Work to be completed | Please gather every line below that contains the string "positive" and copy each one in full. Case counts.
________________
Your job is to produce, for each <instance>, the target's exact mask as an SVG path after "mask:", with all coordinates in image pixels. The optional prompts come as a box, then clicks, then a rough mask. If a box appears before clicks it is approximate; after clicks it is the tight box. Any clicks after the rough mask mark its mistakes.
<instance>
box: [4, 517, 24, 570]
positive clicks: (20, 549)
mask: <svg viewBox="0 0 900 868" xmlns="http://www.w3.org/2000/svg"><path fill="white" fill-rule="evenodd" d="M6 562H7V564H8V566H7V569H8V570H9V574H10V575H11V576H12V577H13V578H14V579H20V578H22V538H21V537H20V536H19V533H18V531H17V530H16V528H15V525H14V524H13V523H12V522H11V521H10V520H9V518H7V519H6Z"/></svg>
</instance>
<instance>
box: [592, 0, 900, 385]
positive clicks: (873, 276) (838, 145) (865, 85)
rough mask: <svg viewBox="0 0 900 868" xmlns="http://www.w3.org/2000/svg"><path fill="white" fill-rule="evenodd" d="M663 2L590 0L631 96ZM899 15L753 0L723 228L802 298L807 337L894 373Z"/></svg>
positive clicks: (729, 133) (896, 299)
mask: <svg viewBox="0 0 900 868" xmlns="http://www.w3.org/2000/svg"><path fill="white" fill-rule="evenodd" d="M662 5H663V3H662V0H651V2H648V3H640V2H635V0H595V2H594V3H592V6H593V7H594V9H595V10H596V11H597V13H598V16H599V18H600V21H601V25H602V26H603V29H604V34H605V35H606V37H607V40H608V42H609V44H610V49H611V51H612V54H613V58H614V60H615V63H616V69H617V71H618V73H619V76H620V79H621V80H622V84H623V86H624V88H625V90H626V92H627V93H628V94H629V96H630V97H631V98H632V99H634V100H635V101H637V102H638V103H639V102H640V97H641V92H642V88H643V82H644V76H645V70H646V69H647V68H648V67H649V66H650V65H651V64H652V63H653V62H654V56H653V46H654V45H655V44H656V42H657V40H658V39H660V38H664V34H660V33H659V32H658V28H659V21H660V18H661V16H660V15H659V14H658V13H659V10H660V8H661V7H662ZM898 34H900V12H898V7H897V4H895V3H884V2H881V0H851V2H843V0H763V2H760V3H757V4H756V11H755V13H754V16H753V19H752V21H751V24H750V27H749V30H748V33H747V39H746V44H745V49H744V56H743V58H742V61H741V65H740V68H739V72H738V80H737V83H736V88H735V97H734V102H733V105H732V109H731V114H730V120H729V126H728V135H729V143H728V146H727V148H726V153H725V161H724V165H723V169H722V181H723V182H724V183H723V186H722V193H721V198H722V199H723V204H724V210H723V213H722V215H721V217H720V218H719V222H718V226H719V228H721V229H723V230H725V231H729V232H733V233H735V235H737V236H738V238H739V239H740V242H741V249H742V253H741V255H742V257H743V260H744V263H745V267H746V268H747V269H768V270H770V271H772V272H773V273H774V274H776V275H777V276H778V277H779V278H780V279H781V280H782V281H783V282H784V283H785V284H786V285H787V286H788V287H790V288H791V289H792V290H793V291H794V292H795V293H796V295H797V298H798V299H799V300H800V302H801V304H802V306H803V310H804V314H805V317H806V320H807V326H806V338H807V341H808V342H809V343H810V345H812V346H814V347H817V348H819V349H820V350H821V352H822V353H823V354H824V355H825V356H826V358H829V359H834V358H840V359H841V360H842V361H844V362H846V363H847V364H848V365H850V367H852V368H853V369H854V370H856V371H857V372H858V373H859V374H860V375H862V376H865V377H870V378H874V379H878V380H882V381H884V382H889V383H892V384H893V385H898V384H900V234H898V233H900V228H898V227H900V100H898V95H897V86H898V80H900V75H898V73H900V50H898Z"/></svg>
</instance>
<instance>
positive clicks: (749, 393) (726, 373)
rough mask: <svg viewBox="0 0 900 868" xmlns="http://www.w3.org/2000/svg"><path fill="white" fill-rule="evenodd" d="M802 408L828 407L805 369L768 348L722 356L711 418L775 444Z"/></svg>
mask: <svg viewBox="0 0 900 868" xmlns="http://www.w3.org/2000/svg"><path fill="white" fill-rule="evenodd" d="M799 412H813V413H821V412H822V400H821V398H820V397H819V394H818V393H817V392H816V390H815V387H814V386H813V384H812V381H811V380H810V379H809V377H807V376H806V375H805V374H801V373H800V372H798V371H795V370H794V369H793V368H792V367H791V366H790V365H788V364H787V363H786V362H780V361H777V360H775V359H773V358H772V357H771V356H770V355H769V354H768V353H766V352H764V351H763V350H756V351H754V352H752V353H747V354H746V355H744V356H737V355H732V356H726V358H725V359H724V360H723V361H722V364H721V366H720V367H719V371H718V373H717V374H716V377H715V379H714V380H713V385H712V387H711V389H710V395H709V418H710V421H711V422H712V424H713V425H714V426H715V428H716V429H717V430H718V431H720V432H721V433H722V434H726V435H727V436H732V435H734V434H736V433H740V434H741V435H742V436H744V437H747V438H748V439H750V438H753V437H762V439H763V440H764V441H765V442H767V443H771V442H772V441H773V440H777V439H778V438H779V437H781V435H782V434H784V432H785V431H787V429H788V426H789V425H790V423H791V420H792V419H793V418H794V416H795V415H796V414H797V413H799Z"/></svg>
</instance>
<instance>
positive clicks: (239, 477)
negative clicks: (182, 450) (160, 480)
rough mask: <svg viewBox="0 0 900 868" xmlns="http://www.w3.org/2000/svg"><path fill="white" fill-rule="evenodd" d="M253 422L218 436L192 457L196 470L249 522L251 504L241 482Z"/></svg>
________________
Answer area |
positive clicks: (20, 549)
positive clicks: (873, 276) (838, 145) (865, 85)
positive clicks: (729, 133) (896, 299)
positive clicks: (749, 393) (726, 373)
positive clicks: (239, 477)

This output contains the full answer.